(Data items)
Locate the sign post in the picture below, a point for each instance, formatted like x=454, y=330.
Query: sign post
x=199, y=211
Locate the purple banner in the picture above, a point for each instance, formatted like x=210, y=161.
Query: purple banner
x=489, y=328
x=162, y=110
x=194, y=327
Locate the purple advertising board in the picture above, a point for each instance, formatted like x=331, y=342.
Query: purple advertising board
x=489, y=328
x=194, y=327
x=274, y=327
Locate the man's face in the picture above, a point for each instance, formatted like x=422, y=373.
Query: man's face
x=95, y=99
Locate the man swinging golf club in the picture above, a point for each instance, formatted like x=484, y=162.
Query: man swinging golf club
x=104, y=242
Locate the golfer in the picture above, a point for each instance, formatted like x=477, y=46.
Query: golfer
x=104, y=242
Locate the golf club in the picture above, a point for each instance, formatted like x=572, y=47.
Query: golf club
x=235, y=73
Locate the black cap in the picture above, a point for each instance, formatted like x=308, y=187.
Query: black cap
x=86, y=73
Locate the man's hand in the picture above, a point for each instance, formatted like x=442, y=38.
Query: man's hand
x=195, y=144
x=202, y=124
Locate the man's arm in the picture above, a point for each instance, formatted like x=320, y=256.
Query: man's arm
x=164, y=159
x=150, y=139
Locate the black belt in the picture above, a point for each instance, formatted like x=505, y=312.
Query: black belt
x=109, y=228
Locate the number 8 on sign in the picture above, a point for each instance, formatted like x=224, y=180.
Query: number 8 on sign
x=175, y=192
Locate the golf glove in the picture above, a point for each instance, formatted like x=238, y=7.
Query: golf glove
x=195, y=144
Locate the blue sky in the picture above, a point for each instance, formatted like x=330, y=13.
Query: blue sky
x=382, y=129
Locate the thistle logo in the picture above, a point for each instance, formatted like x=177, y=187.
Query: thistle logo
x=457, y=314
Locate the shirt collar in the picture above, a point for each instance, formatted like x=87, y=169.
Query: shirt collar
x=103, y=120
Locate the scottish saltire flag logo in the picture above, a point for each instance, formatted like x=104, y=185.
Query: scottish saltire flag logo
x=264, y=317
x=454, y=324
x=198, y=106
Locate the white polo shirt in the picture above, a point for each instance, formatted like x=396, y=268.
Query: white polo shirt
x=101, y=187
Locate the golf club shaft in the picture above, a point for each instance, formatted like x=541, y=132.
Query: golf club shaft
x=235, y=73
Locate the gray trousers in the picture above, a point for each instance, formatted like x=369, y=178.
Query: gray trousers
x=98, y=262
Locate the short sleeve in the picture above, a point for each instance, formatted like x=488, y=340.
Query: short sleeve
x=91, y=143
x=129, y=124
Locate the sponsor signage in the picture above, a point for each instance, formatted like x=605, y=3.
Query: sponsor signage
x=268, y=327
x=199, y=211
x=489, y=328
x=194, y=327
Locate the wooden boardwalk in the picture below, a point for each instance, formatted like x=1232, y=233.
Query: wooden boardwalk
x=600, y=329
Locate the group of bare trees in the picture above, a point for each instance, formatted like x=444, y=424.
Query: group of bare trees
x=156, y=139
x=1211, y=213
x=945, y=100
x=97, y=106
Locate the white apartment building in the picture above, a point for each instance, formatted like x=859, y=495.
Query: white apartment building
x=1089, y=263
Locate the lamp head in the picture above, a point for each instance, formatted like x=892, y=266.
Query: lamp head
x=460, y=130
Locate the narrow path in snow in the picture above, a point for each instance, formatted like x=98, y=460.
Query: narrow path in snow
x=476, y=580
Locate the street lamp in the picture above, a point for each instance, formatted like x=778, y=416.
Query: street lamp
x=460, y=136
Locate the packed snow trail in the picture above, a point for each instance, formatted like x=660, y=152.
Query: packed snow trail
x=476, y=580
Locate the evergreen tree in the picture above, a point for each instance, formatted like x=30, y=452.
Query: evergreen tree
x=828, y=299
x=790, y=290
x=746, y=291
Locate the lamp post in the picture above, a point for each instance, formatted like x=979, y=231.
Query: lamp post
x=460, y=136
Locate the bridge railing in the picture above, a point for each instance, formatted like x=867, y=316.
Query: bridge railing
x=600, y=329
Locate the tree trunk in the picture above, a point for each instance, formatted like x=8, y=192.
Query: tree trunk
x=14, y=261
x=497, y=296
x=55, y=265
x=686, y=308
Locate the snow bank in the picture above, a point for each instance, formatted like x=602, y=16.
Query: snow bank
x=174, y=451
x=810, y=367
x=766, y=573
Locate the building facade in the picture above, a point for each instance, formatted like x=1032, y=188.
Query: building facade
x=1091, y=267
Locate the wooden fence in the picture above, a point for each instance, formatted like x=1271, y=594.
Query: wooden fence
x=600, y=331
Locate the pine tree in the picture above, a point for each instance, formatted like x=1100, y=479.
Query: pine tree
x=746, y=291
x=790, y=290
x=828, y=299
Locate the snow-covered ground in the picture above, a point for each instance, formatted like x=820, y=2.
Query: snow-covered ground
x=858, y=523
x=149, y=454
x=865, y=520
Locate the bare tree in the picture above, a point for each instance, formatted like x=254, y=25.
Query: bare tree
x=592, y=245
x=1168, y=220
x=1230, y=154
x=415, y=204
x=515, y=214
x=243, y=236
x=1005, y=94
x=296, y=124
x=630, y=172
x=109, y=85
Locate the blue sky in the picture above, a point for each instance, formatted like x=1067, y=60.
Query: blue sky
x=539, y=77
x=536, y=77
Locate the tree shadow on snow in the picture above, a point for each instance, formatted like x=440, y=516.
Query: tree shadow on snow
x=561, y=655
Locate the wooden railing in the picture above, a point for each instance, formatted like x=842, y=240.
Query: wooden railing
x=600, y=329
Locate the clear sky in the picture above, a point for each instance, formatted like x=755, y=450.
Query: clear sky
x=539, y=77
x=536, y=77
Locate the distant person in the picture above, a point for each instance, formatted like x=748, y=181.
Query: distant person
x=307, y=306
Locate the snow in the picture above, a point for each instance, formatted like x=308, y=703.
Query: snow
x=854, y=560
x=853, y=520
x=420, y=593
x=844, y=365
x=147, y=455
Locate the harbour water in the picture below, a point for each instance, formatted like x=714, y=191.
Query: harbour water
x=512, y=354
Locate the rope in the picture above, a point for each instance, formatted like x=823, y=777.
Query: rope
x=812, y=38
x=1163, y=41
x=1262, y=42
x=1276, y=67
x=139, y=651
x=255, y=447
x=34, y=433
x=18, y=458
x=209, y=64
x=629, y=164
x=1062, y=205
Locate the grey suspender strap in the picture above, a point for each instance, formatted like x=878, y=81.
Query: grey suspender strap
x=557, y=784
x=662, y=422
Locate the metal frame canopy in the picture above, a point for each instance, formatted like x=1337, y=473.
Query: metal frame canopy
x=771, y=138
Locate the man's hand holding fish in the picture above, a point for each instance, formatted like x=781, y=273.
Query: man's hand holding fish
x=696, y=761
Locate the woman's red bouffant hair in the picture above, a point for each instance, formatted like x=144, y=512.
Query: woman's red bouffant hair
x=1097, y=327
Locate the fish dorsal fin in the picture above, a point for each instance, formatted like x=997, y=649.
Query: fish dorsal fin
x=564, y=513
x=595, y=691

§ **Task prompt**:
Word for word, retype all of the entries above.

§ **Written answer**:
Locate the sign post in the picture below, a point for each instance, formatted like x=454, y=330.
Query: sign post
x=199, y=211
Locate the purple banner in the picture above, a point for each instance, formatted like x=210, y=161.
Query: purple banner
x=489, y=328
x=162, y=110
x=194, y=327
Locate the purple advertising board in the picture above, a point for each instance, formatted like x=331, y=342.
Query: purple advertising board
x=489, y=328
x=194, y=327
x=274, y=327
Locate the man's face in the picture above, a point for each instance, formatted like x=422, y=373.
Query: man's face
x=95, y=99
Locate the man swinging golf club in the picture above, a point for each instance, formatted like x=484, y=162.
Query: man swinging golf club
x=104, y=242
Locate the golfer in the picture above, a point for each instance, formatted like x=477, y=46.
Query: golfer
x=104, y=242
Locate the golf club in the picture above, a point for each instance, formatted like x=572, y=47.
Query: golf club
x=235, y=73
Locate the black cap in the picture above, a point for each instance, formatted like x=308, y=187.
Query: black cap
x=86, y=73
Locate the man's hand in the picture above, a point for each instance, formatted like x=442, y=38.
Query: man's hand
x=195, y=144
x=202, y=124
Locate the man's arm in the picture above, a point for each instance, formatted like x=320, y=256.
Query: man's arm
x=164, y=159
x=150, y=139
Locate the black belt in the picture above, a point for each instance, formatted like x=505, y=312.
Query: black belt
x=109, y=228
Locate the number 8 on sign in the picture above, a point for each instance, formatted like x=224, y=180.
Query: number 8 on sign
x=175, y=192
Locate the golf glove in the picture above, a point for each instance, formatted like x=238, y=7.
Query: golf glove
x=195, y=144
Locate the blue sky in the picture above, a point for each instance, formatted like x=330, y=13.
Query: blue sky
x=382, y=129
Locate the thistle logo in the picture above, a point for each instance, formatted like x=177, y=187.
Query: thistle logo
x=457, y=314
Locate the shirt collar in the picture above, a point for each instance, formatted like x=87, y=169.
Query: shirt collar
x=103, y=120
Locate the scottish saltire flag logo in the picture above, a point for each instance, formatted like x=104, y=185.
Query: scottish saltire flag logo
x=264, y=317
x=454, y=324
x=198, y=106
Locate the white polo shirt in the picture above, a point for each instance, formatted like x=396, y=268.
Query: white polo shirt
x=101, y=187
Locate the golf club shaft in the picture above, a point for each instance, formatted like x=541, y=132.
Query: golf club shaft
x=235, y=73
Locate the gray trousers in the picture above, a point for each instance, formatted like x=369, y=178.
Query: gray trousers
x=98, y=262
Locate the short sleeve in the picture above, a point for each instance, formatted like x=488, y=340.
Query: short sleeve
x=91, y=143
x=129, y=124
Locate the sponsor signage in the picture above, a point for each instance, formatted like x=605, y=3.
Query: sponsor signage
x=268, y=327
x=199, y=211
x=489, y=328
x=194, y=327
Locate the wooden boardwalk in the picture below, a point for each instance, formatted like x=1232, y=233.
Query: wooden boardwalk
x=600, y=329
Locate the group of bare trees in the picture above, a point for each instance, formatted like x=444, y=424.
Query: group of bare trees
x=156, y=139
x=1211, y=213
x=945, y=100
x=97, y=106
Locate the white apartment building in the picture above, a point for each instance, formatted like x=859, y=495.
Query: white apartment building
x=1089, y=263
Locate the lamp head in the picture above, a point for each instance, formatted like x=892, y=266.
Query: lamp head
x=460, y=130
Locate the narrow path in snow in the picture above, a point for each instance, formatted like x=98, y=460.
Query: narrow path in snow
x=476, y=580
Locate the street lamp in the picture above, a point for each instance, formatted like x=778, y=416.
Query: street lamp
x=460, y=136
Locate the packed snow trail in the picture above, a point for each instance, formatted like x=660, y=152.
Query: packed snow trail
x=476, y=580
Locate the evergreen tree in the picture above, a point for each instance, formatted like x=30, y=452.
Query: evergreen tree
x=828, y=299
x=790, y=290
x=746, y=291
Locate the lamp post in the picture above, a point for each instance, formatted like x=979, y=231.
Query: lamp post
x=460, y=136
Locate the bridge railing in the picture above, a point for each instance, formatted like x=867, y=316.
Query: bridge railing
x=600, y=329
Locate the tree trunk in the picture above, a point for each instance, formatted like x=8, y=192.
Query: tree trunk
x=14, y=261
x=497, y=296
x=55, y=265
x=686, y=308
Locate the snow bank in the picture above, a point for each instance, formatted like x=602, y=16.
Query: snow bank
x=174, y=451
x=810, y=367
x=766, y=573
Locate the building facade in the picture above, a point for each instance, formatted like x=1032, y=188.
Query: building facade
x=1091, y=267
Locate the wooden fence in the picture above, a point for each instance, formatted like x=1271, y=594.
Query: wooden fence
x=600, y=331
Locate the pine tree in the picture above, a point for each instance, formatted like x=1100, y=479.
Query: pine tree
x=746, y=291
x=790, y=290
x=828, y=299
Locate the snow-covered ground in the picture above, a point for each instance, formatted like x=820, y=2.
Query: snow-covered ground
x=858, y=523
x=149, y=454
x=865, y=520
Locate the bare tree in the picture above, a point for each instance, formatted like x=254, y=25.
Query: bare tree
x=592, y=245
x=1168, y=220
x=1230, y=154
x=415, y=204
x=515, y=214
x=243, y=236
x=1005, y=94
x=296, y=124
x=630, y=172
x=109, y=85
Locate the blue sky in the picture above, a point for each instance, formatted like x=1067, y=60.
Query: blue sky
x=539, y=77
x=536, y=77
Locate the tree shadow on snow in the picture above, a point for each instance, formatted like x=440, y=516.
Query: tree shadow on snow
x=561, y=655
Locate the wooden railing in the picture above, a point for each instance, formatted like x=842, y=240.
Query: wooden railing
x=600, y=329
Locate the clear sky in the picture above, a point for each instance, formatted like x=755, y=450.
Query: clear sky
x=539, y=77
x=536, y=77
Locate the distant person in the picture above, a point for each instance, formatted like x=748, y=181.
Query: distant person
x=307, y=306
Locate the snow in the picture above, a point for each instance, formatted like x=308, y=703.
Query: snow
x=854, y=560
x=853, y=520
x=420, y=593
x=844, y=365
x=147, y=455
Locate the harbour water in the picture below, a point for each instance, formatted like x=714, y=191.
Query: harbour water
x=512, y=354
Locate the rope in the picture above, a point for each instance, formatted like x=823, y=777.
Query: rope
x=812, y=38
x=1163, y=41
x=1262, y=42
x=1276, y=67
x=139, y=651
x=255, y=447
x=34, y=433
x=18, y=458
x=209, y=64
x=629, y=164
x=1062, y=205
Locate the grey suspender strap in the picture above, a point for each instance, formatted like x=878, y=81.
Query: grey suspender strap
x=557, y=784
x=662, y=422
Locate the metal frame canopy in the picture above, a point for each instance, formatted like x=1337, y=473.
Query: metal frame canopy
x=771, y=138
Locate the man's hand holding fish in the picture above, a point for each instance, formatted like x=781, y=273.
Query: man's hand holding fish
x=696, y=761
Locate the woman's red bouffant hair in the picture above, a point for each instance, formatted like x=144, y=512.
Query: woman's red bouffant hair
x=1097, y=327
Locate the fish dorsal fin in the picture above, a point for each instance, formatted like x=997, y=649.
Query: fish dorsal fin
x=564, y=513
x=595, y=691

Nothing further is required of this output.